# Task directions
Reproduce every line of the records below, requests included, and add 119 to each coordinate in the bounding boxes.
━━━━━━━━━━
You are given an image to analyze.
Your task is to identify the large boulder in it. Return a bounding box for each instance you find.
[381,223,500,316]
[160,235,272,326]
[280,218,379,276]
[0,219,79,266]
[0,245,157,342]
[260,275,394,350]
━━━━━━━━━━
# The reply
You are given an image to analyze.
Your task is to identify the large boulder in it. Return a bounding box for each instance you find.
[500,342,619,435]
[279,354,391,445]
[399,337,498,395]
[119,338,198,385]
[119,364,276,461]
[379,394,513,469]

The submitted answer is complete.